Instructions to follow: Where does the word "mountain" appear in the data? Copy every line that holds it.

Data section:
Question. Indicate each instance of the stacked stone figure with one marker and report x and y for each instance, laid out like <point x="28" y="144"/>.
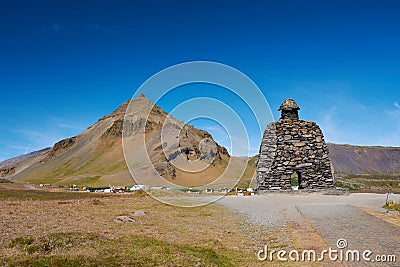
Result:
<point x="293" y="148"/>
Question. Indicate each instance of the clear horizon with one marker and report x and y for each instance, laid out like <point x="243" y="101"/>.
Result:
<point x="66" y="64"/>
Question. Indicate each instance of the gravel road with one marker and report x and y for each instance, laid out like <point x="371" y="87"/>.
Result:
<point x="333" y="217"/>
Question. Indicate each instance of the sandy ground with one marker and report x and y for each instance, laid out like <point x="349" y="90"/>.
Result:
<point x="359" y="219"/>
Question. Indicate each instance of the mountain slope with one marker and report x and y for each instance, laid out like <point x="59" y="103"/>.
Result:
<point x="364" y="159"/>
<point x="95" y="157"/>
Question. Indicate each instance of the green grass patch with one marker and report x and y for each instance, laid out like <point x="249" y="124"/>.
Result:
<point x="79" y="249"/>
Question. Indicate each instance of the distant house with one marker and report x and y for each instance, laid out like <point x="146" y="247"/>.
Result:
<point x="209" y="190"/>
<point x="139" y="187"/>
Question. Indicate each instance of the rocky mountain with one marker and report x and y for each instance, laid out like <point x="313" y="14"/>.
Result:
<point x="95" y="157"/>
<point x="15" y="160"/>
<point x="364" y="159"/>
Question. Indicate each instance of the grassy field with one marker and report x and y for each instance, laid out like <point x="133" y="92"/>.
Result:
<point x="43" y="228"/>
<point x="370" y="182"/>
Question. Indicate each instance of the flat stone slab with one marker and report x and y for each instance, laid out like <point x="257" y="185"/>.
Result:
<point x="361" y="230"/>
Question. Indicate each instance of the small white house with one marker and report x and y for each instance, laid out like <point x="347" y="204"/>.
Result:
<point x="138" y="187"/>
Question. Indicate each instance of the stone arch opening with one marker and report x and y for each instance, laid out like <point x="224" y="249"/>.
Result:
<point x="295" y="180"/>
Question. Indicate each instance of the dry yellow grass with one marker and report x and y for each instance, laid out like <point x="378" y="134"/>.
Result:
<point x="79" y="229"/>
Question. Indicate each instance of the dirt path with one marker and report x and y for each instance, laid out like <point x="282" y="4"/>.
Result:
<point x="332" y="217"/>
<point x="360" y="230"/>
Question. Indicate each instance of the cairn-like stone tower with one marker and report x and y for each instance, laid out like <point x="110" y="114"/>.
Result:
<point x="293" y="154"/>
==
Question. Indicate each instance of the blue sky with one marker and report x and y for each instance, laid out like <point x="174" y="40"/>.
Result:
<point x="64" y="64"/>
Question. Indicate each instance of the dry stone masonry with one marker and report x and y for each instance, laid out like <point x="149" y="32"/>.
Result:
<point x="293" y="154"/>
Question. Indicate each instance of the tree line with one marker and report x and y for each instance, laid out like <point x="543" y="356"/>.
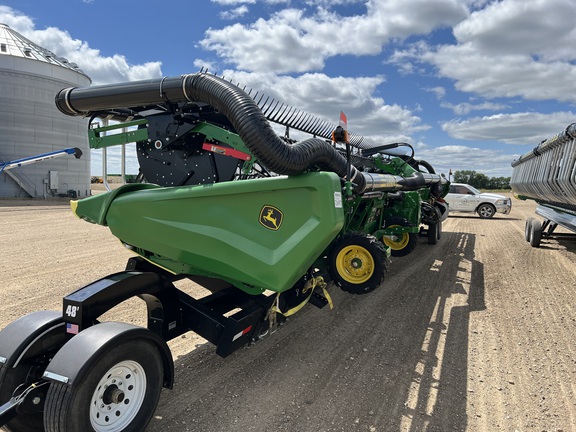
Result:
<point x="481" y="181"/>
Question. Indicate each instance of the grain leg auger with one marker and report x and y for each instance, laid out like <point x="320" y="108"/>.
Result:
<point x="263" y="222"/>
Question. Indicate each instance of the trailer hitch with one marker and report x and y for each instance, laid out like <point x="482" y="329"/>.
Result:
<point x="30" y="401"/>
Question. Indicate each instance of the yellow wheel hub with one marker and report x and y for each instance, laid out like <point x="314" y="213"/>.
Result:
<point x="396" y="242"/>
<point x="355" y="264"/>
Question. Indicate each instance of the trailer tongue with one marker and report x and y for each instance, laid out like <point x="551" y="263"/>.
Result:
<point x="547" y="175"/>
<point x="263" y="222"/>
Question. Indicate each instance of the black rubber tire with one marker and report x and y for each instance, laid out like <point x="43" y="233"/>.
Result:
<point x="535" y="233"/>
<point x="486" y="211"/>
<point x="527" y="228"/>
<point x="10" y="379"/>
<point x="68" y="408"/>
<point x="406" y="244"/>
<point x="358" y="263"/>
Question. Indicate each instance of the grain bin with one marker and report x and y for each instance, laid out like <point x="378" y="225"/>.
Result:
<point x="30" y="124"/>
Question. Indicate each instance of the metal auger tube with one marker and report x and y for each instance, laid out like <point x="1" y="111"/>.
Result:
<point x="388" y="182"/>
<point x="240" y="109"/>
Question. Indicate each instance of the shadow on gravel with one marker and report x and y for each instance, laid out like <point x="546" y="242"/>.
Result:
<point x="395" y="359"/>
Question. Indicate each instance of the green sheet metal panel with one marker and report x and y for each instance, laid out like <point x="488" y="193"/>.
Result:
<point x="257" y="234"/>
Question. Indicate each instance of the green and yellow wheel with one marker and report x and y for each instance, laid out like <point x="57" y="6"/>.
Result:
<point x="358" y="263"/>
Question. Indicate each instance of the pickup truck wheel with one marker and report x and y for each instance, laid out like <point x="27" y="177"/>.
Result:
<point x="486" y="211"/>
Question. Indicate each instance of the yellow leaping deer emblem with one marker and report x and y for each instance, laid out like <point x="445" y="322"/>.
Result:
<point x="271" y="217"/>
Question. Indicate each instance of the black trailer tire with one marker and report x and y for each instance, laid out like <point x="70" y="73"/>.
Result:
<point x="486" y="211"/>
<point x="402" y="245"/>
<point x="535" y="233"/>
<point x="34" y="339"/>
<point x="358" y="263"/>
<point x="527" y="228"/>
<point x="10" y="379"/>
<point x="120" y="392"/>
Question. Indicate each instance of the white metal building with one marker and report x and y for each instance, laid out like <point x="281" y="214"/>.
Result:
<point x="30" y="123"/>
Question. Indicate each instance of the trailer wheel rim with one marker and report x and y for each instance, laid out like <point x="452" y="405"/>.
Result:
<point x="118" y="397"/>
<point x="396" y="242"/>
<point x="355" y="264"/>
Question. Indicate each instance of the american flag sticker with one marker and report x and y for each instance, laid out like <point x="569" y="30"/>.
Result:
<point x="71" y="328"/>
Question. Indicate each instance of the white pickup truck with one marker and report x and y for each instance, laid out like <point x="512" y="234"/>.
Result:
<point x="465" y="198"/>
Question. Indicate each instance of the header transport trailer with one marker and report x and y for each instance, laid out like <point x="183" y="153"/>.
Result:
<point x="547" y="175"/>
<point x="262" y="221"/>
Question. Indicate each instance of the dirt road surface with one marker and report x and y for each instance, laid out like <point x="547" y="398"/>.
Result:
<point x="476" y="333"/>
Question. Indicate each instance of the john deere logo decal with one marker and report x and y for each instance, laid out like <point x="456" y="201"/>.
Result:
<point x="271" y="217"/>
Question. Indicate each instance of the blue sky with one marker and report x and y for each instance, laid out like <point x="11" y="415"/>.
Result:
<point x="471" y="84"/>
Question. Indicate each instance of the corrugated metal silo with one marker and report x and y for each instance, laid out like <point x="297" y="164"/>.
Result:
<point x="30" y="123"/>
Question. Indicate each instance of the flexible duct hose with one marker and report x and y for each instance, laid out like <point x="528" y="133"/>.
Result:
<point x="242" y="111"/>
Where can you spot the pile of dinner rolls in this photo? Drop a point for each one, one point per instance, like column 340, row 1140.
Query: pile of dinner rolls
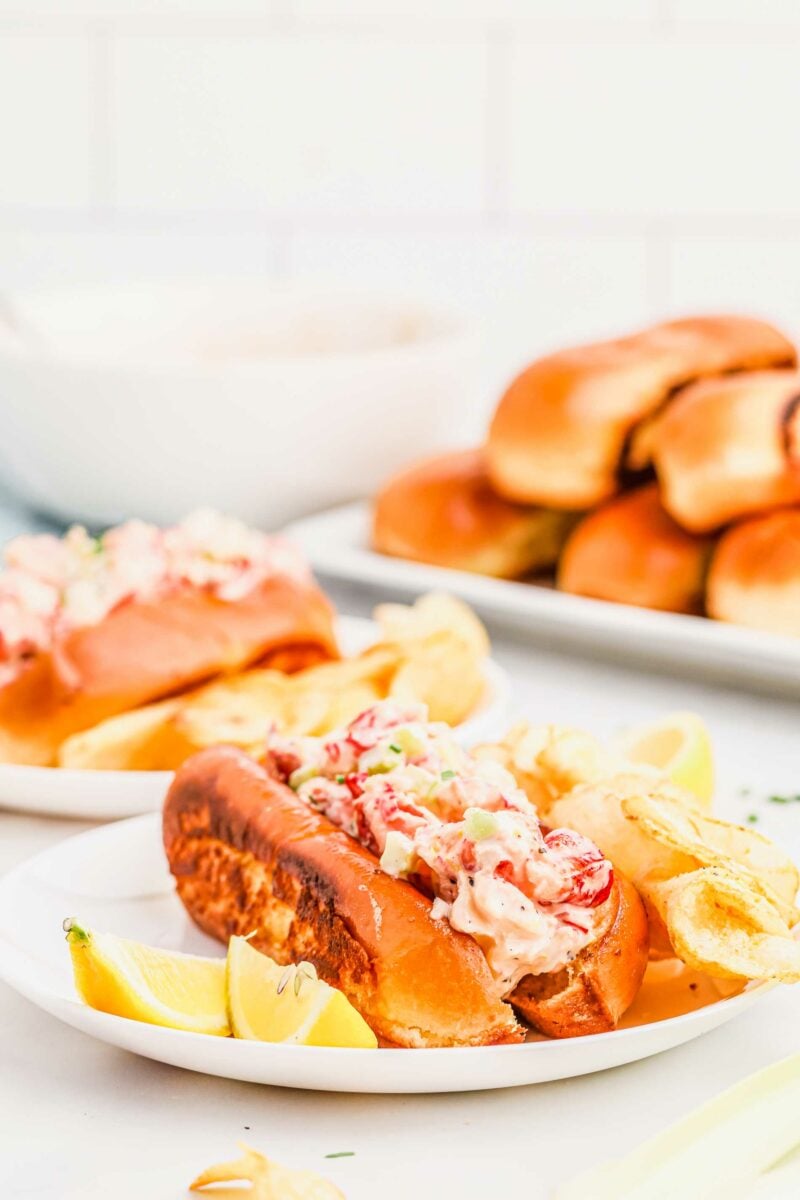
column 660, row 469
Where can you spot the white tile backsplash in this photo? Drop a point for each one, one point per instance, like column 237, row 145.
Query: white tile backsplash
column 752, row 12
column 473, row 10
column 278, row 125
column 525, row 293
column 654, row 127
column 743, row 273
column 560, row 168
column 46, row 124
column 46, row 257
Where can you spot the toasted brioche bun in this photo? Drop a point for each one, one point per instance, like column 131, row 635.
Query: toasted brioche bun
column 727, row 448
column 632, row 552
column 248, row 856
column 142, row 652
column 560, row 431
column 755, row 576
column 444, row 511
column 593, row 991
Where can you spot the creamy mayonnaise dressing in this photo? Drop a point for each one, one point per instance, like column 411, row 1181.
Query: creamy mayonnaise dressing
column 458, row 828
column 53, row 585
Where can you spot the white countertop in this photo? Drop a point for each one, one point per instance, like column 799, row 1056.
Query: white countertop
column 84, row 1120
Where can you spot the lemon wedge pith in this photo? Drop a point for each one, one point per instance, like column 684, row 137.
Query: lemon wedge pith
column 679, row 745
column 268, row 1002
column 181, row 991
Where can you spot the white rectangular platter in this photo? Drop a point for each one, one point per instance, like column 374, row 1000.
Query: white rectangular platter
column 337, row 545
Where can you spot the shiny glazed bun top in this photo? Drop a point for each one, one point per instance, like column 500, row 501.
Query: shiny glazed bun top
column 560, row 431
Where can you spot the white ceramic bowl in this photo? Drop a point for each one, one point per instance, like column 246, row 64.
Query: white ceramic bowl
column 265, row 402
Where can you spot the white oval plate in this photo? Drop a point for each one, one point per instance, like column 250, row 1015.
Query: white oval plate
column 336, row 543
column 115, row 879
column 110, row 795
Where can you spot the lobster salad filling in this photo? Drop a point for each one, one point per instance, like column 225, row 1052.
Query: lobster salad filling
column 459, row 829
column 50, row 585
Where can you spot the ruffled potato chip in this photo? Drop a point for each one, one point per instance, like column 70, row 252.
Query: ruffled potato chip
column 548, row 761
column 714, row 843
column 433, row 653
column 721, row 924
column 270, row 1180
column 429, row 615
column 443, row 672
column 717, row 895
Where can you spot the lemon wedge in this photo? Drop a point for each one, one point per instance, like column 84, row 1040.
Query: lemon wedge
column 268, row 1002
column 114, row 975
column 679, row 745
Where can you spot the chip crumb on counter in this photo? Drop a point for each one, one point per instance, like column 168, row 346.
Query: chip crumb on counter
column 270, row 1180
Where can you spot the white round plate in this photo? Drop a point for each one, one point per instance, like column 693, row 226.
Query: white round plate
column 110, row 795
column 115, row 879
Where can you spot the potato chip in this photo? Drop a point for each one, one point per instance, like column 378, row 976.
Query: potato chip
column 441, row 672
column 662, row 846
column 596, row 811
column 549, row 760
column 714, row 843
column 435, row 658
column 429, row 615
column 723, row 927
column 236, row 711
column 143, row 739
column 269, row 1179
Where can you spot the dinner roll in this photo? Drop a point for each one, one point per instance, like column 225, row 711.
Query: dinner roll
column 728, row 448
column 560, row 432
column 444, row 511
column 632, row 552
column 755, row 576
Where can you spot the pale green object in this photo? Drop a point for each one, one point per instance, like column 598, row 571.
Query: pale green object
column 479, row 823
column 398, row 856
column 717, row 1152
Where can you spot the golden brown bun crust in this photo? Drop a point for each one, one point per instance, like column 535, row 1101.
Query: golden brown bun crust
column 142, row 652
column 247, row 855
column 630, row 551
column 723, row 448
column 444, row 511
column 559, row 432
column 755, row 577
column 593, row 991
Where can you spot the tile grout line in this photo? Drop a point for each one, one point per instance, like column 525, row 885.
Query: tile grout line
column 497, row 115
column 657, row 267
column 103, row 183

Exercise answer:
Question. Indicate each instance of the mountain slope with one marker and report x and y for each instance, laid out like <point x="59" y="103"/>.
Question. Indicate each instance of the rocky mountain with one marker and report x and y for each instance, laid out like <point x="313" y="14"/>.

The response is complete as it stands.